> [What is needed]: Convert the lines of the material, from the line containing "curved light arm" through the final line, into a numbered list that omits blank lines.
═══ Data rows
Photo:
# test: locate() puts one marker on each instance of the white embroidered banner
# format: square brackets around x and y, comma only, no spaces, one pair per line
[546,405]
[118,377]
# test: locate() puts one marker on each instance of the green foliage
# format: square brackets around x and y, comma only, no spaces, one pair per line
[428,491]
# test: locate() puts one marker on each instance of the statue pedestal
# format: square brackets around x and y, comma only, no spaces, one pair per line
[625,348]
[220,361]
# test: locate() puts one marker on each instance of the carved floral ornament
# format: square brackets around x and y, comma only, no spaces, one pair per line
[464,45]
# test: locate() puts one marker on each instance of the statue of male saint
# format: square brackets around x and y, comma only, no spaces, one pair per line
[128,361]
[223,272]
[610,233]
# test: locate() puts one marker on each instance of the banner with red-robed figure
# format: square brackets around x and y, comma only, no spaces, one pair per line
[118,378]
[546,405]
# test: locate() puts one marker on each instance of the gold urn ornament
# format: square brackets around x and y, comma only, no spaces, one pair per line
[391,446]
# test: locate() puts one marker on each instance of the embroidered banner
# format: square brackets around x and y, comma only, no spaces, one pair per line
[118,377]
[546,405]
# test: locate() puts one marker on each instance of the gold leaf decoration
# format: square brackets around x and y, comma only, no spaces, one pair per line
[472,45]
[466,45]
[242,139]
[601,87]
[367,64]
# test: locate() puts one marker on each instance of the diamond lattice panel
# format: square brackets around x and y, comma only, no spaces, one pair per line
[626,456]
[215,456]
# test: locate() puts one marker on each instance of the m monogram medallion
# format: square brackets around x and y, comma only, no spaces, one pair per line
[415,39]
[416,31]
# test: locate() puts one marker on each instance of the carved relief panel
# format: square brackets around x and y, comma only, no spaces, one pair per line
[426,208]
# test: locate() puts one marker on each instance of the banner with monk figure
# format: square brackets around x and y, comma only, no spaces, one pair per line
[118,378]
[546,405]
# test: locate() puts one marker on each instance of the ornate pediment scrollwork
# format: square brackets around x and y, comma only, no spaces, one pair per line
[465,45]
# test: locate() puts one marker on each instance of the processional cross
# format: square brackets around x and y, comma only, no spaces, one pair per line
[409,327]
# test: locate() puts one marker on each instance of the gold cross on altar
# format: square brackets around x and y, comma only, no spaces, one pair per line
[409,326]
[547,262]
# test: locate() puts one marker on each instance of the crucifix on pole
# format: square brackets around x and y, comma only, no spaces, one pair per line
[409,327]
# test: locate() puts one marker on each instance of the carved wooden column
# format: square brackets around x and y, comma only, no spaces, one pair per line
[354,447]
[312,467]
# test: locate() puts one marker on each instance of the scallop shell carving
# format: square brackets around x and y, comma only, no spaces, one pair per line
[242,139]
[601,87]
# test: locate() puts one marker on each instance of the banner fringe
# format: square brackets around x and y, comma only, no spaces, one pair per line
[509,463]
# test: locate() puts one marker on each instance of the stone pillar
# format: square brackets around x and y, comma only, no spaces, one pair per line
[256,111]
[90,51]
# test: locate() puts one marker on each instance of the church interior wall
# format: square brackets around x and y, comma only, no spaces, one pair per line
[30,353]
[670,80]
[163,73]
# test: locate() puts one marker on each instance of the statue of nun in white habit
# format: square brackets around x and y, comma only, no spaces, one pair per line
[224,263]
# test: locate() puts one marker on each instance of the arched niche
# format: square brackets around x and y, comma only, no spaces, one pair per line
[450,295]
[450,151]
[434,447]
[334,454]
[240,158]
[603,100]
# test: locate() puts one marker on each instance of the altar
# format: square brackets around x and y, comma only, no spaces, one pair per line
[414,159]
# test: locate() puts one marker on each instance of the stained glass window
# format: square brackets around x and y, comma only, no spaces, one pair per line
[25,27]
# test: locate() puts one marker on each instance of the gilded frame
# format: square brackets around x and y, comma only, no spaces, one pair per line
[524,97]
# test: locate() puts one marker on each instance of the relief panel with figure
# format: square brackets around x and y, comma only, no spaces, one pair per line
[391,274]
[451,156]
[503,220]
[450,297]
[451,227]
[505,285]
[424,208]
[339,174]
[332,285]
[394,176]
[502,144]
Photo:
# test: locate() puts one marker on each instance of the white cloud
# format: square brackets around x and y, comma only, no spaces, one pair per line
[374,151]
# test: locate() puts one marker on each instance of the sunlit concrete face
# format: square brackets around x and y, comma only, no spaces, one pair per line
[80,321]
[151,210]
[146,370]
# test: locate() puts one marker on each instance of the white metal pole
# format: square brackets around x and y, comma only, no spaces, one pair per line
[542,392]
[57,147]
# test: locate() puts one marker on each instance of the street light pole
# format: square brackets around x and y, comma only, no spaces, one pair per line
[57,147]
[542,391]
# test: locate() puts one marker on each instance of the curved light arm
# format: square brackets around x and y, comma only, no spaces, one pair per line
══════
> [Reply to the exercise]:
1. # test: locate() puts one marker on each instance of the curved light arm
2. # format: square brackets around x and y, comma only, no spaces, one pair per line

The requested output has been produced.